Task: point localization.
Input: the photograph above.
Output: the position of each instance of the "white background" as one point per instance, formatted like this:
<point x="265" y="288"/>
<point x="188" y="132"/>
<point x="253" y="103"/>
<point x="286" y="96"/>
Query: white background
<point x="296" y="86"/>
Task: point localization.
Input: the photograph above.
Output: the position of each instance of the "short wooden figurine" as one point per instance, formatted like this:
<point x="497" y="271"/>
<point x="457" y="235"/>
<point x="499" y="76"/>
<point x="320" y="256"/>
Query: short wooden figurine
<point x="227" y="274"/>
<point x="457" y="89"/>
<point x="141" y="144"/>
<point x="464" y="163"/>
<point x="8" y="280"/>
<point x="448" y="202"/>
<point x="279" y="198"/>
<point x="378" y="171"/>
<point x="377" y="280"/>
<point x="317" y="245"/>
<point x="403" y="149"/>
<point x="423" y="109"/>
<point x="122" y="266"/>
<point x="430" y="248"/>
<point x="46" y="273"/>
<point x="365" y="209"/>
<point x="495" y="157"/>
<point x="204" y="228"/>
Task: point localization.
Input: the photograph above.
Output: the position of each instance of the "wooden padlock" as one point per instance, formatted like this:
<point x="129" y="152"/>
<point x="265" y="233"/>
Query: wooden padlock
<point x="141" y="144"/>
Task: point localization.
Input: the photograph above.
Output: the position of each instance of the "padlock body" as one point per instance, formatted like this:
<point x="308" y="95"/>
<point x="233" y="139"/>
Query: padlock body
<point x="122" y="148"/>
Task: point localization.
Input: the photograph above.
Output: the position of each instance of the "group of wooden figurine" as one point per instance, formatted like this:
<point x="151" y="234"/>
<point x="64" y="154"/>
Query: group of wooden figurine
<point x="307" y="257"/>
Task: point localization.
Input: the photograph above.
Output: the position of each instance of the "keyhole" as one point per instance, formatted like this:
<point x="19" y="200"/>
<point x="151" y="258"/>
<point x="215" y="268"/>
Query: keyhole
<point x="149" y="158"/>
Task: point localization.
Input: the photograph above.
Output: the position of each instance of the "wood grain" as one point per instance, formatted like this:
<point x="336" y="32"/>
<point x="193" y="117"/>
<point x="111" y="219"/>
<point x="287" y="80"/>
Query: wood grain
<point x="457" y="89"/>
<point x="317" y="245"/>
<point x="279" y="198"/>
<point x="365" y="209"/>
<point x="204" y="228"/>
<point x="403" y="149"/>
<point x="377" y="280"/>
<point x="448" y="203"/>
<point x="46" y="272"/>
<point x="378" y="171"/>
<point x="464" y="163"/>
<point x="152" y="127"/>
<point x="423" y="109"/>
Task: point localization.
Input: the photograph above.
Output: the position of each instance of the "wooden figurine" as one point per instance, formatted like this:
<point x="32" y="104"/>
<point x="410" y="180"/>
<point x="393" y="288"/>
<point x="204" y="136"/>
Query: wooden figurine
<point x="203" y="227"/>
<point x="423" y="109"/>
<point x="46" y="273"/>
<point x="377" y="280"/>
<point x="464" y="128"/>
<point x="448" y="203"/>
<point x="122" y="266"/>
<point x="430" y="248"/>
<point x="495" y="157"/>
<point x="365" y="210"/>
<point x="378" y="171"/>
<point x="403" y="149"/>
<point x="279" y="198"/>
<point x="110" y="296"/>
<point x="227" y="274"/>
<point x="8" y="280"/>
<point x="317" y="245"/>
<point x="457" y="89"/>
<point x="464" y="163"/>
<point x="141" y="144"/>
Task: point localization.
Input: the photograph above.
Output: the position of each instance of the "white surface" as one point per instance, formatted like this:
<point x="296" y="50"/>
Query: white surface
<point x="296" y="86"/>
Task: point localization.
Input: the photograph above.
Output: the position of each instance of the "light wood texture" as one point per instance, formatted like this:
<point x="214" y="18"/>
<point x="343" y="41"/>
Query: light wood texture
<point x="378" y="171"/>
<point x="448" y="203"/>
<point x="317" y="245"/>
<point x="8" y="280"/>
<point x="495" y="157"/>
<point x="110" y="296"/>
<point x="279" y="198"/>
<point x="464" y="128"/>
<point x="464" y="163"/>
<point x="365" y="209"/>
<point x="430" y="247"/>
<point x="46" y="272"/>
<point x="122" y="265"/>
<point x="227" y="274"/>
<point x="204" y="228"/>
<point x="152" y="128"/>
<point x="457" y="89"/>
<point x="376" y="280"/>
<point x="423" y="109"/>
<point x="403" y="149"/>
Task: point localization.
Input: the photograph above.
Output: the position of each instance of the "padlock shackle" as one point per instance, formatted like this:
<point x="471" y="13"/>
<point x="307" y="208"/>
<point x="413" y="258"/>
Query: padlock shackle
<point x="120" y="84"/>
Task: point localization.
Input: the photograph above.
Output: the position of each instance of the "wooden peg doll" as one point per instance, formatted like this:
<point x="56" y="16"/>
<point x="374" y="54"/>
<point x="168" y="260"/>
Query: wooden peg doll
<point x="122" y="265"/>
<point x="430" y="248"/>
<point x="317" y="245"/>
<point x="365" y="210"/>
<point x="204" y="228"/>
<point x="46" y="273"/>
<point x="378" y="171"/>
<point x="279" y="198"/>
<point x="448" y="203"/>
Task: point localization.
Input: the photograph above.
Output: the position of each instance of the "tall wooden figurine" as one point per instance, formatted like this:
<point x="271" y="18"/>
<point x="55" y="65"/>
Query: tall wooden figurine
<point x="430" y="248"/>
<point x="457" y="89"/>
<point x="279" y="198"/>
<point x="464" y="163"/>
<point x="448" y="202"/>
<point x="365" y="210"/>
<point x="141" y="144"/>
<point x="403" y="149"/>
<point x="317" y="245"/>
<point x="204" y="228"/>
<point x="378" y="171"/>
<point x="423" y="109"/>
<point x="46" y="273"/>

________________

Task instructions - Return every line of the listing above that contains the word "light", copying each line in full.

Correct output -
Output: the position of each instance of the "light wood texture" as one point per instance, formatted like this:
Query: light wood texture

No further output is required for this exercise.